TEXTO DE ORIGEM ::
============================================================

POLÍTICA

Sergio Moro pede demissão do ministério da Justiça

Ex-juiz da Lava Jato deixa o governo, fazendo graves acusações a Bolsonaro, após a demissão do comando da Polícia Federal pelo presidente
Por Gilson Camargo / Publicado em 24 de abril de 2020
Após 16 meses no governo, ex-juiz da Lava Jato sai atirando em Bolsonaro: "quer interferir em investigações desfavoráveis ao governo"

Foto: Marcello Casal Jr/ Agência Brasil

Após 16 meses no governo, ex-juiz da Lava Jato sai atirando em Bolsonaro: “quer interferir em investigações desfavoráveis ao governo”

Foto: Marcello Casal Jr/ Agência Brasil

O ministro da Justiça e Segurança Pública, Sergio Moro, anunciou sua saída do cargo em pronunciamento à imprensa, servidores e aliados na manhã desta sexta-feira, 24, no ministério, após a exoneração do diretor-geral da Polícia Federal, Maurício Valeixo.

A demissão do delegado, segundo Moro, foi uma determinação e uma interferência diretas do presidente da República, Jair Bolsonaro (sem partido) no comando da corporação para barrar inquéritos no STF. O ex-juiz federal de primeira instância que ganhou notoriedade no comando da Operação Lava Jato fez graves acusações a Bolsonaro, a quem serviu como ministro durante um ano e quatro meses.

O pivô da demissão de Valeixo é o inquérito que investiga a disseminação de fake news por parte do gabinete do ódio, a rede de apoio bolsonarista. O inquérito é conduzido no Supremo pelo ministro Alexandre de Moraes e por não ter acesso às investigações, Bolsonaro decidiu demitir o diretor-geral da Polícia Federal.

A demissão do policial federal foi publicada no Diário Oficial da União desta sexta-feira, 24, e tem a assinatura do ministro da Justiça, Sergio Moro, ao lado da firma do chefe do Executivo. De acordo com o despacho, a exoneração teria sido feita a pedido do então diretor da PF.

Essas duas informações publicadas pelo Palácio do Planalto foram contestadas por Moro, que alega ter sido surpreendido pela exoneração do seu subordinado. Ocorre que a assinatura do ministro é certificada digitalmente. Portanto, se a firma saiu no documento e ele alega que isso ocorreu sem o seu conhecimento, alguém no Palácio usou indevidamente o certificado digital do ministro e incorreu em falsidade ideológica.

O texto também informa que a demissão do chefe da PF foi “a pedido” do então diretor, enquanto ninguém do governo ou aliados sustentam essa versão. O líder do PSDB na Câmara, deputado Major Olímpio (SP), afirmou que a exoneração não foi técnica, mas uma decisão de ordem pessoal de Bolsonaro. “O presidente da República “não suporta” a independência que Moro garante à Polícia Federal”, disse o parlamentar.

Ao anunciar que estava deixando o ministério, Moro acusou Bolsonaro de interferência na PF com interesse em barrar investigações que atingem o governo, o presidente e seus filhos parlamentares. Um dos prováveis nomes para substituir Valeixo no comando da PF é Alexandre Ramagem, atual diretor-geral da Agência Brasileira de Inteligência (Abin).

============================================================

TRECHO DOS DADOS ::
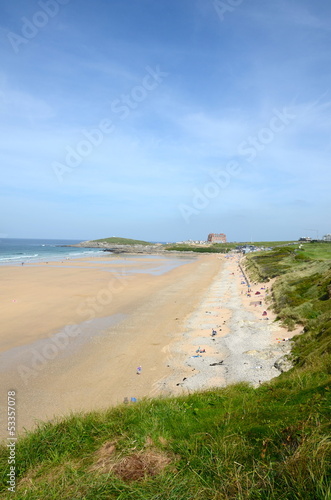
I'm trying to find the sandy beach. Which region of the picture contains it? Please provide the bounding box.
[0,254,300,438]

============================================================

O QUE FAZER :: Prossiga com a reportagem sobre a saída de Sergio Moro do Ministério da Justiça, começando logo após a última frase apresentada.

RESPOSTA ESCRITA ::
o diretor-geral da Polícia Federal, Maurício Aleixo, exonerado por Bolsonaro por não facilitar acesso à investigação da milícias digitais

Foto: Marcello Casal Jr/Agência Brasil

o diretor-geral da Polícia Federal, Maurício Aleixo, exonerado por Bolsonaro por não facilitar acesso à investigação da milícias digitais

Foto: Marcello Casal Jr/Agência Brasil

“O grande problema desta troca é que haveria uma violação da garantia que me foi dada quando aceitei o convite para ingressar no governo, a garantia de que eu teria carta branca. Haveria interferência na PF, o que gera um abalo na credibilidade. Minha e do governo. E também na PF, gerando uma desorganização que, a despeito de todos os problemas de corrupção dos governos anteriores, não houve no passado”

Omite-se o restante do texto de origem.